Все пророчило успех: разработчикам удалось воплотить задуманное, и поэтому они с нетерпением ждали отзывы первых игроков. Студия даже постаралась, чтобы Myth II стала более простой, чем предыдущие игры Bungie, имевшие репутацию чрезвычайно тяжелых для понимания. «Дело не в том, чтобы сделать прохождение легче, – объяснял Джонс. – А в том, чтобы убедиться, что игра не будет вгонять в отчаяние». В студии еще не знали, что на другом конце света, в Токио, некто, ответственный за локализацию игры, обнаружил в ней огромный баг. Точнее говоря, в ее системе деинсталяции. При попытке удалить игру форматировался жесткий диск пользователя, навсегда уничтожая его содержимое. Когда ранним утром новость дошла до Bungie, Джонса и Серопяна еще не было, а 200 000 экземпляров уже лежали собранные, упакованные и готовые к отправке. У почти 2000 из них уже имелись покупатели, оформившие предзаказ. Ситуация складывалась критическая, но у Bungie все еще оставался шанс выкрутиться. Узнав о произошедшем, Мартин О’Доннелл примчался в студию и обнаружил всеобщую панику. К моменту приезда начальников сотрудники уже приступили к поиску причин бага. Время исправить ошибку еще оставалось, но ни в коем случае нельзя было допустить выход игры в таком виде; на карту было поставлено существование студии, которая имела все шансы закрыться после такого скандала. К прибытию Джонса и Серопяна причину бага уже установили и даже сделали патч, и теперь боссам предстояло принять непростое решение о дальнейших действиях. «Я отлично помню наш спор о том, что делать дальше, когда мы обнаружили баг, – рассказывал Серопян. – Мы поставили себя на место игроков и подумали, что они скажут обо всем этом спустя десять лет. Конечно, нам не хотелось нести ответственность за эти отформатированные диски». Итак, Bungie собиралась принять достаточно смелое решение для компании их размера: отозвать все отгруженные коробки и заменить старые диски на только что отштампованные. Сотрудники студии отправились искать разосланные копии, которые, к счастью, еще не дошли до прилавков. Отчаянный маневр определенно спас репутацию Bungie, но очень высокой ценой в почти 800 000 долларов – большая часть прибыли от Myth II.

_Задание_: Во сколько, согласно отрывку об ошибке в Myth II, обошлась Bungie замена дисков в уже отгруженных коробках? Следующий за этим материал с отрывком никак не связан.

[Серия записей]
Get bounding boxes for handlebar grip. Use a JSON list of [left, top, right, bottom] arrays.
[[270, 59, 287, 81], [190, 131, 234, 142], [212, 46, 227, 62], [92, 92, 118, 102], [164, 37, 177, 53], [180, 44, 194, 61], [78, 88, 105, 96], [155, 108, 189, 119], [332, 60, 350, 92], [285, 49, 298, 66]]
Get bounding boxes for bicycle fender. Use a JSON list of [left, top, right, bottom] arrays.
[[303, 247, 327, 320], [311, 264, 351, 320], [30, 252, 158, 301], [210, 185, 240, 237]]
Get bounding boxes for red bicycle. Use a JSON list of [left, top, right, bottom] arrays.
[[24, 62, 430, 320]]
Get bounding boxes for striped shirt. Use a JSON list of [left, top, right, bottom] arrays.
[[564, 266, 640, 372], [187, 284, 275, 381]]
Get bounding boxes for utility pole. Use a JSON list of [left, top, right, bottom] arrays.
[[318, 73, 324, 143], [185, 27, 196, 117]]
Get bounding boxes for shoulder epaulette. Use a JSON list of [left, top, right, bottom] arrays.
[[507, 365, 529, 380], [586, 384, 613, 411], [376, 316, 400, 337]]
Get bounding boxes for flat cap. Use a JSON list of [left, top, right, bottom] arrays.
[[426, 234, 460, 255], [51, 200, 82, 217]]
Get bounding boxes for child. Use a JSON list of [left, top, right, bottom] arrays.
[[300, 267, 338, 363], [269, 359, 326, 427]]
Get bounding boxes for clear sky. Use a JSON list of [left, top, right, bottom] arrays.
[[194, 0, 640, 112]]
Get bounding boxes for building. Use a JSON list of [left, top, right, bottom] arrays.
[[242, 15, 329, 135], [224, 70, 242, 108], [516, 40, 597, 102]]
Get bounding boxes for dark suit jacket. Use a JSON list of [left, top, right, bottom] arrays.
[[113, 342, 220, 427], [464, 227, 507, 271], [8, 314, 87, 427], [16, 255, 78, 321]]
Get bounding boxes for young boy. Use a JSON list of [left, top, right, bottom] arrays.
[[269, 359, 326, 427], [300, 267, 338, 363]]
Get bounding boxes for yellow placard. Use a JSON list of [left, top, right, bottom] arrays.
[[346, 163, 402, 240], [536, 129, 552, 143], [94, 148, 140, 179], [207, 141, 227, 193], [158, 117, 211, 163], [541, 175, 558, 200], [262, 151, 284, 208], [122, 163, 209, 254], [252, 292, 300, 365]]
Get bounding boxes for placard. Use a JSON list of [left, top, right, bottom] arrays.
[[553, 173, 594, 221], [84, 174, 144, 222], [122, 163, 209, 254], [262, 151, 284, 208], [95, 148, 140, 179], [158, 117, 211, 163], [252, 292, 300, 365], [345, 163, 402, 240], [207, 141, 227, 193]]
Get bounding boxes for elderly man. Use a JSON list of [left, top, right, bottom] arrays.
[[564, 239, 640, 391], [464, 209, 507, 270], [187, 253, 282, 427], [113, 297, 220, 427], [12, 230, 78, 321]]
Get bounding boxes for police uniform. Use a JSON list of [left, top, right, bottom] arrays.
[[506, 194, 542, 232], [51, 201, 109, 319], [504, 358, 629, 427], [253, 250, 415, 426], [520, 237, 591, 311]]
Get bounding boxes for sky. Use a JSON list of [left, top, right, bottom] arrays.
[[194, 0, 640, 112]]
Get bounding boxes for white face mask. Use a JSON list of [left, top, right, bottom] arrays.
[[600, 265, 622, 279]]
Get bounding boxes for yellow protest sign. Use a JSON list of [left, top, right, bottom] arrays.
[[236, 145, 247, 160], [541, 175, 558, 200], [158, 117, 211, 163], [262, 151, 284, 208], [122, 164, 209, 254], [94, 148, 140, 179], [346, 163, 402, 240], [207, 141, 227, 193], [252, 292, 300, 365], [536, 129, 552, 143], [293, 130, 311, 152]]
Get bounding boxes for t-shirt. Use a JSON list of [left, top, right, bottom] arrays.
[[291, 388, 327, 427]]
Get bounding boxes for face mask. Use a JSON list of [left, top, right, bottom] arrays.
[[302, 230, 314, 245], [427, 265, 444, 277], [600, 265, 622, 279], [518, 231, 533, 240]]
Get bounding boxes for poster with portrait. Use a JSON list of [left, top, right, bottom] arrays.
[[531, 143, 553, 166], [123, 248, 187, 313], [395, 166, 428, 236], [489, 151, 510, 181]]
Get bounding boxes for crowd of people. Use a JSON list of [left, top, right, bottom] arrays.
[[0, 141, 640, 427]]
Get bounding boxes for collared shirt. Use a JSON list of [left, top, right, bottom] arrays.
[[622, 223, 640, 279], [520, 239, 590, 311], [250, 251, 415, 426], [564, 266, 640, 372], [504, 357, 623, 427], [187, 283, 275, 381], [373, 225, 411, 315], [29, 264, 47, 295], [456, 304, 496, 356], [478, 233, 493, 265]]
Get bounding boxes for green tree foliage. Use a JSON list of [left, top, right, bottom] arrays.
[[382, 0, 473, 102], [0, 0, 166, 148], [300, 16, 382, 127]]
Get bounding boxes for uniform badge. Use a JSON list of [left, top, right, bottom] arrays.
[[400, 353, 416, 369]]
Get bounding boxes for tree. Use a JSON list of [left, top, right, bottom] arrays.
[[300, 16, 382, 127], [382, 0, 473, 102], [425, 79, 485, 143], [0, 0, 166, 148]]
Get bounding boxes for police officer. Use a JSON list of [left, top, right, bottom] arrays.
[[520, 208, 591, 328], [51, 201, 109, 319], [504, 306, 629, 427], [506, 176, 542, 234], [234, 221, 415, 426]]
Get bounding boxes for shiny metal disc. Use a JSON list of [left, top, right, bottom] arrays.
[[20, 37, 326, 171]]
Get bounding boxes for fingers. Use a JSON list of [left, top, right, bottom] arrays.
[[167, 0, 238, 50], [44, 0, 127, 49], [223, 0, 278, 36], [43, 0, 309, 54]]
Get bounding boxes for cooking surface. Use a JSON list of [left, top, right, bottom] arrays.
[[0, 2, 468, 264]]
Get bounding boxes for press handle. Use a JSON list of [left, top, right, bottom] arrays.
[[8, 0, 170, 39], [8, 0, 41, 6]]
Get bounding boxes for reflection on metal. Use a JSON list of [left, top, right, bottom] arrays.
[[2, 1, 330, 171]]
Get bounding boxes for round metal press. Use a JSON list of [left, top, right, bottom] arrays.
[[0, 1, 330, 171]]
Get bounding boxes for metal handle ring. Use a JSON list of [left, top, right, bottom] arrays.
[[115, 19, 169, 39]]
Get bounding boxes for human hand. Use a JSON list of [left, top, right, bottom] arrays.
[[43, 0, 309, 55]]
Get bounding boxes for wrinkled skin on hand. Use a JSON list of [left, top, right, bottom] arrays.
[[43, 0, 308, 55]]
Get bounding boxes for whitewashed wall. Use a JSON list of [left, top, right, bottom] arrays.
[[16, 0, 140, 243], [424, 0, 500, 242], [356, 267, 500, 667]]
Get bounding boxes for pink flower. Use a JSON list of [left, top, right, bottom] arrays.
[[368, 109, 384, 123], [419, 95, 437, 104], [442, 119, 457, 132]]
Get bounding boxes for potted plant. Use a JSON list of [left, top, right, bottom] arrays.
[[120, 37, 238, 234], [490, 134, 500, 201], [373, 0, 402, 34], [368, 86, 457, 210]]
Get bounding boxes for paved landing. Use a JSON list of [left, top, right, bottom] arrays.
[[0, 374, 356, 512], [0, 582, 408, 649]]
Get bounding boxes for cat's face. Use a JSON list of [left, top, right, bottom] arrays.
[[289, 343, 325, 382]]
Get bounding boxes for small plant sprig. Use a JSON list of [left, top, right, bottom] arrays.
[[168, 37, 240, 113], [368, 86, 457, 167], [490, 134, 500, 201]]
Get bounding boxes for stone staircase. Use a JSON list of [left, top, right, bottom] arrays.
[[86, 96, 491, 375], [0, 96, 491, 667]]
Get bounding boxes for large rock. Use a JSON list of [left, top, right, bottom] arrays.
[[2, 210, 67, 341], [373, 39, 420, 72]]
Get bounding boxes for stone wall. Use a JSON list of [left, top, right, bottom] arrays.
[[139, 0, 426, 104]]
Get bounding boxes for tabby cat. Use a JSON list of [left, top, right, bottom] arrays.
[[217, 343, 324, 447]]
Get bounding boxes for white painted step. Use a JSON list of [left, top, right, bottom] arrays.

_Ответ_: Почти в 800 000 долларов, то есть в большую часть прибыли от Myth II.